EXERCISE DETAILS
Instruction for the entries that follow: retype exactly the lines from the line with "Target: white paneled door" to the line with "Mark every instance of the pale", both included, and omit all others.

[Records excerpted from a collection]
[Start of section]

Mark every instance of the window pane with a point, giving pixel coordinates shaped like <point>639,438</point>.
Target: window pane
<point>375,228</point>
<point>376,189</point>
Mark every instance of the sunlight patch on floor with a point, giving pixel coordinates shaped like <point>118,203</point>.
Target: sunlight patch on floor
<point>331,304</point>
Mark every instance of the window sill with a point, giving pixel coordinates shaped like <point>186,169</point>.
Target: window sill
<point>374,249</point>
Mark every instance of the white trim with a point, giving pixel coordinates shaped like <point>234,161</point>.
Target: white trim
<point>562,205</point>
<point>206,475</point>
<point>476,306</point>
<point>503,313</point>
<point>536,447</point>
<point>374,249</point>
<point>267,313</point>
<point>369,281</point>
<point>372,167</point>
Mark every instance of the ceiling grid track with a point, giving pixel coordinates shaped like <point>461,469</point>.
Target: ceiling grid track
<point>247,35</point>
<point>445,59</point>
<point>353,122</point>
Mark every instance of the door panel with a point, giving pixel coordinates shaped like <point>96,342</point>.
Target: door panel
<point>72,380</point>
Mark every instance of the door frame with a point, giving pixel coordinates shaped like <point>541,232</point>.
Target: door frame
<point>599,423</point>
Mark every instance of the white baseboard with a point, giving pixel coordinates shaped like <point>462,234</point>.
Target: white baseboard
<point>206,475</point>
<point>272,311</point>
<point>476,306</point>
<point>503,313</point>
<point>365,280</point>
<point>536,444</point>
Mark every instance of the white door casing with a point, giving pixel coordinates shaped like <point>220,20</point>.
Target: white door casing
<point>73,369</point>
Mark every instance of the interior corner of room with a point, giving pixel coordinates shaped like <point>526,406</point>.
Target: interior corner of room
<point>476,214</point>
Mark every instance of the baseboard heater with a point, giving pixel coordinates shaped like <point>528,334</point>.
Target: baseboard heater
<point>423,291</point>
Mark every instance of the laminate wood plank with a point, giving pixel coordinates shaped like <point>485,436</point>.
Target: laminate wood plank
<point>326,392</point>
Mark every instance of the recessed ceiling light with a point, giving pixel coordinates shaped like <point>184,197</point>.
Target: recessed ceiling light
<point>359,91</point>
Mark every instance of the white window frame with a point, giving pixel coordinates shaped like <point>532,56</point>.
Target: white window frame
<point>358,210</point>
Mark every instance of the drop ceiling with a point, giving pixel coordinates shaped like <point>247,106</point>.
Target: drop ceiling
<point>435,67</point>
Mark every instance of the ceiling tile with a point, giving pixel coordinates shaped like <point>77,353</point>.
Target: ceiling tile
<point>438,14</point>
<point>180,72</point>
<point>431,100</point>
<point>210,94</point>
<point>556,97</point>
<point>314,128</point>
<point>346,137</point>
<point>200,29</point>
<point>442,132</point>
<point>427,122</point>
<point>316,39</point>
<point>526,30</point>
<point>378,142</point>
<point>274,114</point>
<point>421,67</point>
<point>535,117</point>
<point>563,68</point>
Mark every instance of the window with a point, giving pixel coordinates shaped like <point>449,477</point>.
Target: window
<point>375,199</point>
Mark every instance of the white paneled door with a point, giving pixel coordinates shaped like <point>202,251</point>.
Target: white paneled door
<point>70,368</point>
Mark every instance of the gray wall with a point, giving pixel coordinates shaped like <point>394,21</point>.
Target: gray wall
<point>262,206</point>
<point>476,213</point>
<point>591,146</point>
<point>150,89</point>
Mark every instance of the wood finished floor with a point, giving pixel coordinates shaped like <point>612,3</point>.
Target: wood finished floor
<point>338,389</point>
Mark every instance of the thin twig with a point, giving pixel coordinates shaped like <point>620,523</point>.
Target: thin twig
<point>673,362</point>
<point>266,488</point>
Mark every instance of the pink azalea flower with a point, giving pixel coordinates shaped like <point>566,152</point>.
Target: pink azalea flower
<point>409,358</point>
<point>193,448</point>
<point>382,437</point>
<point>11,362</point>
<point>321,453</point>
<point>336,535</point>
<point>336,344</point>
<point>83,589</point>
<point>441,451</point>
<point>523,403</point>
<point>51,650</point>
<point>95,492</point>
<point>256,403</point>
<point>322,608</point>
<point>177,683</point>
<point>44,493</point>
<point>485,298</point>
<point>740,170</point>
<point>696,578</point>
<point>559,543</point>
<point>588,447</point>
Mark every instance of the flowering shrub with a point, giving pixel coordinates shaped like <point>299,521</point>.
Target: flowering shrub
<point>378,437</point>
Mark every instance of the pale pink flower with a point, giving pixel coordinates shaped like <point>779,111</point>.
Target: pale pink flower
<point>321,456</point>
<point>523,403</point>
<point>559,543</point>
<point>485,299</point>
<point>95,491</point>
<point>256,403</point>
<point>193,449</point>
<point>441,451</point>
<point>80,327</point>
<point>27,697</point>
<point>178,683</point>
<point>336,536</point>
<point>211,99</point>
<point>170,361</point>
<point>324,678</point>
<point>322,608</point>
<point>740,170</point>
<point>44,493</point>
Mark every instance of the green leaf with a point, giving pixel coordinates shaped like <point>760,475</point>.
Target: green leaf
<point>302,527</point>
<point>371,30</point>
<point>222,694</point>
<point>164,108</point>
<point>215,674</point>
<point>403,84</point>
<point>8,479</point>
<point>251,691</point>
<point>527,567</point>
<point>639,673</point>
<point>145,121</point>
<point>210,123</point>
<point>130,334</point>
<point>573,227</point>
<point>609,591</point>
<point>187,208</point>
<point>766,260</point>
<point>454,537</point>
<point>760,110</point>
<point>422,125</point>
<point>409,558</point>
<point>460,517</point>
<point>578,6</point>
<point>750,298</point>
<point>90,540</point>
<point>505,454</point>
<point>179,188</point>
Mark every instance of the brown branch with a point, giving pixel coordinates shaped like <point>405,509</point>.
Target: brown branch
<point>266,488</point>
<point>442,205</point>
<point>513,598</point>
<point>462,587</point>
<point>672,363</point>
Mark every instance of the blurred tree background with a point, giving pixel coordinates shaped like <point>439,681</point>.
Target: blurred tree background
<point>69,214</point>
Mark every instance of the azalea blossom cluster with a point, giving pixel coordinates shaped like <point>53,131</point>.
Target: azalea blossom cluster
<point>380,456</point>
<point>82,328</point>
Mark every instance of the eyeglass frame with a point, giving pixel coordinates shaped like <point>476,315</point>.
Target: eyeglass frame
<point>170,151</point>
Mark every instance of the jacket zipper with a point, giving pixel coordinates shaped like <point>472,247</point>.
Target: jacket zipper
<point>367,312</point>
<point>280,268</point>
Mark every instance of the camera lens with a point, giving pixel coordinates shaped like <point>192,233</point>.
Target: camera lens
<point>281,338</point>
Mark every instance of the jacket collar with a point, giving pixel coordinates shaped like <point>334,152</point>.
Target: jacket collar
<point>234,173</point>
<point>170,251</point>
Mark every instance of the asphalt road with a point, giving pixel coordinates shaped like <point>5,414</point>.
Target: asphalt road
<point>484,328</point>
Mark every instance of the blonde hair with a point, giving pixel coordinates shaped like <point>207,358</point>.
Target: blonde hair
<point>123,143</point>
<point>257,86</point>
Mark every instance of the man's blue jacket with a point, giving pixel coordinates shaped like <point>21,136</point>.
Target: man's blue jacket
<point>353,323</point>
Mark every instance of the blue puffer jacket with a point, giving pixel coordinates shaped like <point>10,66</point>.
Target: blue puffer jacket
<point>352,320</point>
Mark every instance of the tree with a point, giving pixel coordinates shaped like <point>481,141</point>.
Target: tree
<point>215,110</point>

[End of section]

EXERCISE ANSWER
Target: white paneled door
<point>70,368</point>
Mark every instance of the gray wall with a point, giving pixel coordinates shaped like <point>394,21</point>.
Target: gray wall
<point>262,206</point>
<point>476,213</point>
<point>591,146</point>
<point>150,89</point>
Mark every instance of the wood finished floor with a point, giving pixel coordinates shaped like <point>612,3</point>.
Target: wood finished floor
<point>338,389</point>
Mark every instance of the thin twig with a point, giving pixel coordinates shaped like <point>620,523</point>.
Target: thin twig
<point>673,362</point>
<point>266,488</point>
Mark every instance of the pink azalea flower with a point, giving pixel coordinates shaped like <point>566,152</point>.
Target: pink azalea flower
<point>409,358</point>
<point>193,448</point>
<point>382,437</point>
<point>11,362</point>
<point>321,453</point>
<point>336,535</point>
<point>336,344</point>
<point>83,589</point>
<point>441,451</point>
<point>523,403</point>
<point>51,650</point>
<point>95,492</point>
<point>256,403</point>
<point>322,608</point>
<point>177,683</point>
<point>44,493</point>
<point>485,298</point>
<point>740,170</point>
<point>696,578</point>
<point>559,543</point>
<point>588,447</point>
Mark every instance of the flowering shrub with a point, giving pixel coordinates shaped like <point>299,521</point>.
Target: flowering shrub
<point>378,437</point>
Mark every instance of the pale pink flower with a point, giving pixel coordinates shaped like <point>779,111</point>.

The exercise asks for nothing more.